[Data entries]
— BEGIN —
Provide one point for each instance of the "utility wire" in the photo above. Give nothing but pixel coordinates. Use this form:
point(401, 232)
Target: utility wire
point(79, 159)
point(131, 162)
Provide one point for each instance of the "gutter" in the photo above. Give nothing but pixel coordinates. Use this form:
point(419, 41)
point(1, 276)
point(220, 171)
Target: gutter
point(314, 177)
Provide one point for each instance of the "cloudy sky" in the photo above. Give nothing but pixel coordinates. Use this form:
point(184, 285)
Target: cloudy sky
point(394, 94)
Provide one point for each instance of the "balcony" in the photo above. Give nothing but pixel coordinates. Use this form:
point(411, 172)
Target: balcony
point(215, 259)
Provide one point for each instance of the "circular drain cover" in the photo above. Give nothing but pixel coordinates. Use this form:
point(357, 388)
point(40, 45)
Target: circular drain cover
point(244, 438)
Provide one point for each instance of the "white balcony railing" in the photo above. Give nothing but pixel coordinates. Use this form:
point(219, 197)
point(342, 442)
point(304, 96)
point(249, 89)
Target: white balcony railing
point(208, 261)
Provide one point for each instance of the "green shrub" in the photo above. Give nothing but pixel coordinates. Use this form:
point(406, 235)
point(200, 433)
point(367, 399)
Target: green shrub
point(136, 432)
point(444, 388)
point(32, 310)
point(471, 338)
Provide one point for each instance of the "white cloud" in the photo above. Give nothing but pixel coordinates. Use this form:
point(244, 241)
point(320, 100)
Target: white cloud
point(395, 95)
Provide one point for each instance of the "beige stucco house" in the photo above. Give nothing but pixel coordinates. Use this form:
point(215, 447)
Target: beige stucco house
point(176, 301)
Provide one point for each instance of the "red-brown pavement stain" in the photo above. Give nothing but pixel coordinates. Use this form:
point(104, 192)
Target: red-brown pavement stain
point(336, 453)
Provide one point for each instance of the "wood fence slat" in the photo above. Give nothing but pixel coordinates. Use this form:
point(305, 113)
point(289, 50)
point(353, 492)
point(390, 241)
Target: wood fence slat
— END —
Task objective: Rewrite the records from the start through the line containing "point(314, 177)", including that line, keeping the requests. Scale every point coordinate in the answers by 0.85 and round each result to a whole number with halves rounded up, leaving the coordinates in the requests and their format samples unchanged.

Correct result:
Provide one point for each instance of the "utility wire" in the photo above. Give nothing but pixel coordinates. Use this form:
point(401, 232)
Target: utility wire
point(67, 135)
point(111, 138)
Provide one point for each instance of the "gutter" in the photo above. Give nothing but pixel coordinates. Use this form:
point(419, 41)
point(1, 276)
point(220, 171)
Target: gutter
point(267, 150)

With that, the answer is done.